--- Start Records to process ---
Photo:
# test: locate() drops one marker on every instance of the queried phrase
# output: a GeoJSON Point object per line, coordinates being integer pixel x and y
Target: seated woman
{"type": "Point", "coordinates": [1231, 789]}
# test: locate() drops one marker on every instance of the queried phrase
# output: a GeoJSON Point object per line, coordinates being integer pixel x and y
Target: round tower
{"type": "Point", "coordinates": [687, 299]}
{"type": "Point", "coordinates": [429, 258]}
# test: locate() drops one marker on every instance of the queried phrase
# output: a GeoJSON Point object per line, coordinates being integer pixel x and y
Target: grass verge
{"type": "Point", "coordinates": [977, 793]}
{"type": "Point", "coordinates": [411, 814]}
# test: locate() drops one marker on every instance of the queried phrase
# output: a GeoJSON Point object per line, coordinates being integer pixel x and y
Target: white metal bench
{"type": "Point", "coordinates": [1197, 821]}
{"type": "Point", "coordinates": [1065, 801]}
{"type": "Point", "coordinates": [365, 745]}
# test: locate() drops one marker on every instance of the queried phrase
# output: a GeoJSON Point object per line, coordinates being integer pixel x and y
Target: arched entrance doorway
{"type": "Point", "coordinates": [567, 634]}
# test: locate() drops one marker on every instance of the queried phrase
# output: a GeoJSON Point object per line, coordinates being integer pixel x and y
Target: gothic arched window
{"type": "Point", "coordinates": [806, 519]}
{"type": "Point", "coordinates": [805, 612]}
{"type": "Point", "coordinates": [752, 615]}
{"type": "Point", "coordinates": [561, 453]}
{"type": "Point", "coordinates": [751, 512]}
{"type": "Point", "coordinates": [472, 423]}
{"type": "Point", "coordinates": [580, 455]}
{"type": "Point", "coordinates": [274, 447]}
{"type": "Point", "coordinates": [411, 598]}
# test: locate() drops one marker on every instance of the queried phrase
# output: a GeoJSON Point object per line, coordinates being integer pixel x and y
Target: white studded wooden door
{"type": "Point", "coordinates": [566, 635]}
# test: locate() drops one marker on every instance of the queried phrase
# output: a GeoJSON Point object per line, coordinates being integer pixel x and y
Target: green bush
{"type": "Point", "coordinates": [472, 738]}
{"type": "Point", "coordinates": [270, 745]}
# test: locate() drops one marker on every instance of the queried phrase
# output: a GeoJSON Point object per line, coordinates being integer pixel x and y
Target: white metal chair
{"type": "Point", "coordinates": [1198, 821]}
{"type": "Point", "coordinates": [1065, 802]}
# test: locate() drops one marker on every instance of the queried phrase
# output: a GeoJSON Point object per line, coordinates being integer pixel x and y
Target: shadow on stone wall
--- End Records to process ---
#### [Exercise prompt]
Copy down the whole of the data above, matching it exactly.

#### [Reply to the exercise]
Photo:
# test: locate() drops one marker on every instance of the queried phrase
# output: a GeoJSON Point object per line, coordinates being integer pixel x and y
Target: seated woman
{"type": "Point", "coordinates": [1231, 789]}
# test: locate() drops one marker on every instance of the queried phrase
# output: a GeoJSON Point object per line, coordinates being integer pixel x and y
Target: round tower
{"type": "Point", "coordinates": [687, 299]}
{"type": "Point", "coordinates": [429, 258]}
# test: locate() drops one marker on every instance of the queried phrase
# output: a GeoJSON Point object per line, coordinates being integer pixel x and y
Target: grass verge
{"type": "Point", "coordinates": [977, 793]}
{"type": "Point", "coordinates": [411, 814]}
# test: locate() drops one marker on every instance of the queried phrase
# output: a GeoJSON Point object per line, coordinates being integer pixel x and y
Target: white metal bench
{"type": "Point", "coordinates": [1197, 821]}
{"type": "Point", "coordinates": [1065, 801]}
{"type": "Point", "coordinates": [365, 745]}
# test: locate() drops one marker on every instance of the queried phrase
# output: a GeoJSON Point object per line, coordinates being integer pixel x and y
Target: arched entrance doorway
{"type": "Point", "coordinates": [567, 634]}
# test: locate() drops one marker on every instance of the queried phrase
# output: a GeoJSON Point object per line, coordinates being integer pixel x and y
Target: gothic arched window
{"type": "Point", "coordinates": [806, 519]}
{"type": "Point", "coordinates": [805, 612]}
{"type": "Point", "coordinates": [752, 615]}
{"type": "Point", "coordinates": [561, 453]}
{"type": "Point", "coordinates": [751, 512]}
{"type": "Point", "coordinates": [472, 423]}
{"type": "Point", "coordinates": [580, 455]}
{"type": "Point", "coordinates": [274, 447]}
{"type": "Point", "coordinates": [411, 598]}
# test: locate() drops one marker on every instance of the queried phrase
# output: a GeoJSON Point object per line, coordinates being integer pixel x and y
Target: white studded wooden door
{"type": "Point", "coordinates": [566, 635]}
# test: locate() drops one marker on every instance of the queried phrase
# output: a GeoJSON Point object per line, coordinates being integer pixel x and y
Target: green bush
{"type": "Point", "coordinates": [472, 738]}
{"type": "Point", "coordinates": [270, 745]}
# test: locate() drops one marker on every instance of the queried phrase
# output: a GeoJSON Point object per line, coordinates being integer pixel x and y
Target: white metal chair
{"type": "Point", "coordinates": [1198, 821]}
{"type": "Point", "coordinates": [1065, 802]}
# test: locate() drops one marker on every instance of the queried phrase
# output: a GeoJSON Point object per line, coordinates being integer pixel x and y
Target: shadow on stone wall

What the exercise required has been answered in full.